### Kutipan Pilihan
+ + +
Kelima, menumbuhkan kesadaran pelaku usaha mengenai pentingnya perlindungan konsumen sehingga tumbuh sikap yang jujur dan bertanggungjawab dalam berusaha. Keenam, meningkatkan kualitas barang atau jasa yang menjamin kelangsungan usaha produksi barang atau jasa, kesehatan, kenyamanan, keamanan, dan keselamatan konsumen.

KOMPAS/HENDRA A SETYAWAN

Direktorat Reserse Kriminal Khusus Polda Metro Jaya mengungkap kasus dugaan tindak pidana Perlindungan Konsumen/Metrologi Legal dengan cara mengurangi jumlah takaran bahan bakar minyak (BBM) melalui mesin dispenser BBM di Stasiun Pengisian Bahan Bakar Umum di kawasan Rempoa, Tangerang Selatan, Banten, Senin (6/6/2016). Sebanyak lima orang ditetapkan menjadi tersangka dan dijerat dengan pasal Perindungan Konsumen dan Metrologi Legal dengan ancaman pidana penjara selama lima tahun atau pidana denda Rp 2 miliar.

Sementara itu, hak-hak konsumen yang harus dipenuhi menurut UU Perlindungan Konsumen, yakni: pertama, hak atas kenyamanan, keamanan, dan keselamatan dalam mengkonsumsi barang dan/atau jasa. Kedua, hak untuk memilih barang dan/atau jasa serta mendapatkan barang dan/atau jasa tersebut sesuai dengan nilai tukar dan kondisi serta jaminan yang dijanjikan.

Ketiga, hak atas informasi yang benar, jelas, dan jujur mengenai konsidi dan jaminan barang dan/atau jasa; hak untuk didengar pendapat dan keluhannya atas barang dan/atau jasa yang digunakan. Keempat, hak untuk mendapatkan advokasi, perlindungan, dan upaya penyelesaian sengketa perlindungan konsumen secara patut. Kelima, hak untuk mendapat pembinaan dan pendidikan konsumen.

Keenam hak untuk diperlakukan atau dilayani secara benar dan jujur serta tidak diskriminatif. Ketujuh, hak untuk mendapatkan kompensasi, ganti rugi dan/atau penggantian, apabila barang dan/atau jasa yang diterima tidak sesuai dengan perjanjian atau tidak sebagaimana mestinya. Kedelapan, hak-hak yang diatur dalam ketentuan peraturan perundang-undangan lainnya.
+ + +
### Daftar Data

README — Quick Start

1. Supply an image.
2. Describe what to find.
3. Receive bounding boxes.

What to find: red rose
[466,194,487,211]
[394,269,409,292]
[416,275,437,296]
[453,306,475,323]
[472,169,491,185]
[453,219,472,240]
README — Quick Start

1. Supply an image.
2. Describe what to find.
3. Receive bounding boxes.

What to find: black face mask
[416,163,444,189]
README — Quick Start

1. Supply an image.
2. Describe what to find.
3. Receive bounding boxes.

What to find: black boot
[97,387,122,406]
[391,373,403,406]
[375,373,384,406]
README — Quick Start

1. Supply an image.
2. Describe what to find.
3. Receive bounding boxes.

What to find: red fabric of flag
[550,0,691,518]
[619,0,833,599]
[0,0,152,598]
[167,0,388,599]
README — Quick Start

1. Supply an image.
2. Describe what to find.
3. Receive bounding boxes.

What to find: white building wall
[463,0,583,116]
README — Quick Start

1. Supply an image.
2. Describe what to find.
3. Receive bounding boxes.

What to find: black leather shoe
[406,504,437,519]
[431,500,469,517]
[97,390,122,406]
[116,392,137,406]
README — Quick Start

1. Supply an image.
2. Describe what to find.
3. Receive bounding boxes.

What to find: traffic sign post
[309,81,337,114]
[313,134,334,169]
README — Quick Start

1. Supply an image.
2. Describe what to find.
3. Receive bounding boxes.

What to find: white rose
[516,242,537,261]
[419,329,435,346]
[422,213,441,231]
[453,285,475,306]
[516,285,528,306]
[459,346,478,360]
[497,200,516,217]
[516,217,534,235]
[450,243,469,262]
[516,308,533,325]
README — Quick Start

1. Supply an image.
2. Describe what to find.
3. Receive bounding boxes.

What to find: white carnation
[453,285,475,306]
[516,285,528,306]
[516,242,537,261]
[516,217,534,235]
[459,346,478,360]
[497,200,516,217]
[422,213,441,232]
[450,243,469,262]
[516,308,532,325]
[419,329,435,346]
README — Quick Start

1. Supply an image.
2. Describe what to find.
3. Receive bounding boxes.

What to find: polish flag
+ + +
### Petunjuk Latihan
- 1) Salin persis sebagian teks tentang perlindungan konsumen: mulai pada kata-kata yang berisi "Kelima, menumbuhkan kesadaran", lalu berhenti setelah "Rp 2 miliar.".
- 2) Jawab pertanyaan berikut berdasarkan teks tentang perlindungan konsumen.
(a) Berapa orang yang ditetapkan menjadi tersangka dalam kasus pengurangan takaran BBM di Rempoa?
(b) Berapa besar ancaman pidana denda dalam kasus itu?
(c) Apa hak kelima konsumen menurut UU Perlindungan Konsumen?
- 3) Teruskan teks tentang perlindungan konsumen, mulai sesudah kalimat terakhir yang ada.
Materi ini tidak ada kaitannya dengan teks tentang perlindungan konsumen.

### Kunci Jawaban
- 1)
Kelima, menumbuhkan kesadaran pelaku usaha mengenai pentingnya perlindungan konsumen sehingga tumbuh sikap yang jujur dan bertanggungjawab dalam berusaha. Keenam, meningkatkan kualitas barang atau jasa yang menjamin kelangsungan usaha produksi barang atau jasa, kesehatan, kenyamanan, keamanan, dan keselamatan konsumen.

KOMPAS/HENDRA A SETYAWAN

Direktorat Reserse Kriminal Khusus Polda Metro Jaya mengungkap kasus dugaan tindak pidana Perlindungan Konsumen/Metrologi Legal dengan cara mengurangi jumlah takaran bahan bakar minyak (BBM) melalui mesin dispenser BBM di Stasiun Pengisian Bahan Bakar Umum di kawasan Rempoa, Tangerang Selatan, Banten, Senin (6/6/2016). Sebanyak lima orang ditetapkan menjadi tersangka dan dijerat dengan pasal Perindungan Konsumen dan Metrologi Legal dengan ancaman pidana penjara selama lima tahun atau pidana denda Rp 2 miliar.

- 2)
(a) Lima orang.
(b) Rp 2 miliar.
(c) Hak untuk mendapat pembinaan dan pendidikan konsumen.

- 3)
Jika hak-hak ini tidak dipenuhi, maka konsumen yang merasa dirugikan dapat mengajukan gugatan. Gugatan atas pelanggaran pelaku usaha dapat dilakukan melalui pengadilan atau luar pengadilan. Perlu dicatat pula bahwa penyelesaian sengketa di luar pengadilan tidak akan menghilangkan tanggung jawab pidana pelaku usaha jika terbukti melakukan pelanggaran.

Dengan demikian, UU 8/1999 merupakan landasan hukum bagi pemerintah serta lembaga swadaya masyarakat yang peduli akan konsumen Indonesia untuk melakukan upaya pemberdayaan konsumen melalui pembinaan dan pendidikan konsumen secara merata.

Infografik Perlindungan Konsumen

Sejarah singkat perlindungan konsumen di dunia dan Indonesia

Mengacu dalam buku “Hukum Perlindungan Konsumen” yang ditulis oleh Zulham, disebutkan bahwa perkembangan hukum konsumen di dunia berawal dari adanya gerakan perlindungan konsumen pada abad ke-19. Hal itu ditandai dengan munculnya gerakan konsumen yang terjadi di Amerika Serikat (AS).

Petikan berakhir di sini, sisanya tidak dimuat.